Extracted entries:
>>>
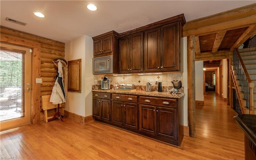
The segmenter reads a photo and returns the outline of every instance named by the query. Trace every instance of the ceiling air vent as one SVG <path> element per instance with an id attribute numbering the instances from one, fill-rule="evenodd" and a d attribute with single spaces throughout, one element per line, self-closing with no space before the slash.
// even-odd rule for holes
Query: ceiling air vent
<path id="1" fill-rule="evenodd" d="M 17 24 L 20 24 L 23 26 L 25 26 L 26 24 L 27 24 L 26 23 L 24 23 L 24 22 L 22 22 L 14 20 L 13 19 L 8 18 L 8 17 L 6 17 L 6 18 L 5 18 L 5 20 L 7 20 L 7 21 L 11 22 L 12 22 L 15 23 Z"/>

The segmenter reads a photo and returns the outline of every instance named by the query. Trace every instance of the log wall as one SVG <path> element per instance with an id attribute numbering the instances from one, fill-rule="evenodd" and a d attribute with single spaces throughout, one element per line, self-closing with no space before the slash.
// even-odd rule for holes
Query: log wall
<path id="1" fill-rule="evenodd" d="M 41 67 L 39 75 L 40 75 L 40 77 L 42 79 L 42 83 L 40 87 L 34 88 L 34 90 L 36 90 L 38 89 L 40 90 L 40 97 L 43 95 L 50 95 L 53 85 L 55 81 L 53 77 L 56 75 L 56 69 L 54 67 L 52 61 L 56 58 L 64 58 L 65 43 L 5 27 L 1 26 L 0 27 L 1 34 L 6 35 L 7 36 L 11 36 L 12 38 L 15 39 L 13 40 L 16 41 L 16 44 L 18 45 L 19 41 L 20 41 L 21 45 L 21 44 L 24 43 L 24 41 L 32 41 L 40 44 L 40 53 L 40 53 L 41 55 L 40 58 L 38 59 L 40 59 Z M 8 42 L 6 43 L 8 43 Z M 39 54 L 38 54 L 38 55 Z M 34 56 L 35 55 L 33 55 Z M 35 69 L 35 66 L 36 65 L 38 65 L 38 64 L 32 64 L 32 71 Z M 64 72 L 64 70 L 63 72 Z M 63 75 L 65 75 L 64 73 L 63 73 Z M 36 87 L 36 85 L 35 86 Z M 32 97 L 33 98 L 33 95 Z M 62 107 L 64 107 L 64 104 L 62 105 Z M 38 107 L 38 106 L 39 105 L 36 107 Z M 40 105 L 40 106 L 41 107 L 41 105 Z M 32 109 L 32 111 L 35 110 L 40 111 L 40 109 Z M 62 108 L 62 113 L 64 115 L 64 108 Z M 36 115 L 33 115 L 33 116 L 34 118 L 34 117 L 38 117 L 37 119 L 39 119 L 34 120 L 32 123 L 36 123 L 44 120 L 42 111 L 41 110 L 40 112 L 38 112 L 37 113 L 34 113 Z M 50 116 L 54 114 L 53 111 L 50 111 L 49 112 L 50 114 L 48 114 L 48 115 Z"/>

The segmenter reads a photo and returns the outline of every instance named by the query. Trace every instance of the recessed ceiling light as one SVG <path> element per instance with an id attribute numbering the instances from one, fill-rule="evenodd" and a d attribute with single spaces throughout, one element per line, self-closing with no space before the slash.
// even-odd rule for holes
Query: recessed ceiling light
<path id="1" fill-rule="evenodd" d="M 41 13 L 34 12 L 33 12 L 33 13 L 34 13 L 34 14 L 37 16 L 38 17 L 40 17 L 41 18 L 43 18 L 44 17 L 44 15 Z"/>
<path id="2" fill-rule="evenodd" d="M 92 11 L 95 11 L 97 10 L 97 7 L 94 4 L 88 4 L 87 5 L 87 8 Z"/>

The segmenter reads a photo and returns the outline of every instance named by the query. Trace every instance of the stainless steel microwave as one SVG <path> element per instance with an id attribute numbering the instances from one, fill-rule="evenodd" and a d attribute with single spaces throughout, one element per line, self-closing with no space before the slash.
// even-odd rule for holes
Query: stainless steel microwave
<path id="1" fill-rule="evenodd" d="M 112 73 L 113 55 L 92 59 L 93 74 Z"/>

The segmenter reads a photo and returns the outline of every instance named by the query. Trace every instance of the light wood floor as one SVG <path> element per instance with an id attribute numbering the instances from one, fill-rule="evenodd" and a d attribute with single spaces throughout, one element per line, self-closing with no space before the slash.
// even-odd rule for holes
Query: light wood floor
<path id="1" fill-rule="evenodd" d="M 180 148 L 98 122 L 83 125 L 64 118 L 1 134 L 1 159 L 244 159 L 236 113 L 218 97 L 206 95 L 205 100 L 196 107 L 196 138 L 185 136 Z"/>

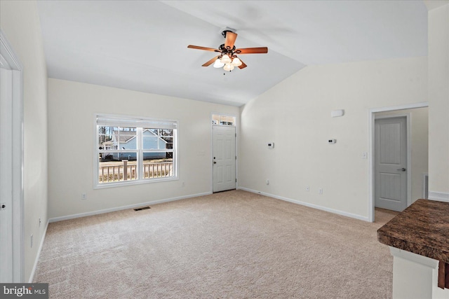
<<<
Exercise brief: Rewrite every item above with "segmenter" changed to "annotator" and nothing else altered, leaving out the pictures.

Expected answer:
The annotator reads a photo and returns the outline of every instance named by the query. Trace every instance of the ceiling air vent as one SVG <path> element per instance with an id attribute numbering the instances from one, fill-rule="evenodd" and a d attribute with single spaces throughout, one element per line, self-closing with no space before the slash.
// even-odd rule for holes
Query: ceiling air vent
<path id="1" fill-rule="evenodd" d="M 17 24 L 20 24 L 23 26 L 25 26 L 26 24 L 27 24 L 26 23 L 24 23 L 24 22 L 22 22 L 14 20 L 13 19 L 8 18 L 8 17 L 6 17 L 6 18 L 5 18 L 5 20 L 7 20 L 7 21 L 11 22 L 12 22 L 15 23 Z"/>

The annotator reads a photo and returns the outline of every instance named by the query. Trace every instance of the log wall as one SVG <path> element per instance with an id attribute numbering the instances from one, fill-rule="evenodd" and a d attribute with single spaces throughout, one element per line, self-closing with no space before the slash.
// even-odd rule for holes
Query: log wall
<path id="1" fill-rule="evenodd" d="M 41 67 L 39 75 L 40 75 L 40 77 L 42 79 L 42 83 L 40 87 L 34 88 L 34 90 L 36 90 L 38 89 L 40 90 L 40 97 L 43 95 L 50 95 L 53 85 L 55 81 L 53 77 L 56 75 L 56 69 L 54 67 L 52 61 L 56 58 L 64 58 L 65 43 L 5 27 L 1 26 L 0 27 L 1 34 L 6 35 L 7 36 L 11 36 L 12 38 L 15 39 L 13 40 L 16 41 L 16 44 L 18 45 L 19 41 L 20 41 L 21 45 L 21 44 L 24 43 L 24 41 L 32 41 L 40 44 L 40 53 L 40 53 L 41 55 L 40 58 L 38 59 L 40 59 Z M 8 42 L 6 43 L 8 43 Z M 39 54 L 38 54 L 38 55 Z M 34 56 L 35 55 L 33 55 Z M 35 69 L 35 66 L 36 65 L 38 65 L 38 64 L 32 64 L 32 71 Z M 64 72 L 64 70 L 63 72 Z M 63 75 L 65 75 L 64 73 L 63 73 Z M 36 87 L 36 85 L 35 86 Z M 32 97 L 33 98 L 33 95 Z M 62 107 L 64 107 L 64 104 L 62 105 Z M 38 107 L 38 106 L 39 105 L 36 107 Z M 40 105 L 40 106 L 41 107 L 41 105 Z M 32 109 L 32 111 L 35 110 L 40 111 L 40 109 Z M 62 108 L 62 113 L 64 115 L 64 108 Z M 36 115 L 33 115 L 33 116 L 34 118 L 34 117 L 38 117 L 37 119 L 39 119 L 34 120 L 32 123 L 36 123 L 44 120 L 42 111 L 41 110 L 40 112 L 38 112 L 37 113 L 34 113 Z M 50 116 L 54 114 L 53 111 L 50 111 L 49 112 L 50 114 L 48 114 L 48 115 Z"/>

The annotator reads a photo and returns the outline of every instance named by the query. Trace every instance of the recessed ceiling light as one SVG <path> element per instance with an id attribute numbering the instances from one, fill-rule="evenodd" and a d attribute with single spaces throughout, one element per line, self-closing with no space before the slash.
// even-odd rule for holes
Query: recessed ceiling light
<path id="1" fill-rule="evenodd" d="M 41 13 L 34 12 L 33 12 L 33 13 L 34 13 L 34 14 L 37 16 L 38 17 L 40 17 L 41 18 L 43 18 L 44 17 L 44 15 Z"/>
<path id="2" fill-rule="evenodd" d="M 92 11 L 95 11 L 97 10 L 97 7 L 94 4 L 88 4 L 87 5 L 87 8 Z"/>

The annotator reads a photo and returns the outline of every instance named by the query. Trace every instance of the stainless steel microwave as one SVG <path> element per instance with an id attribute numbering the instances from one, fill-rule="evenodd" and a d attribute with single spaces throughout, one element per line, self-closing with no space before the slash.
// even-odd rule for holes
Query: stainless steel microwave
<path id="1" fill-rule="evenodd" d="M 112 73 L 113 55 L 92 59 L 93 74 Z"/>

The annotator reads a photo and returns the outline of every instance named by the query. Trace every instance of the light wood floor as one SVG <path> element per instance with an id attribute numbering the instances from one, fill-rule="evenodd" and a d attribute with single spaces throughout, one element per line, self-closing with no space before the slash.
// even-odd rule for holes
Query: light wood floor
<path id="1" fill-rule="evenodd" d="M 180 148 L 98 122 L 83 125 L 64 118 L 1 134 L 1 159 L 244 159 L 236 113 L 218 97 L 206 95 L 205 100 L 196 107 L 196 138 L 185 136 Z"/>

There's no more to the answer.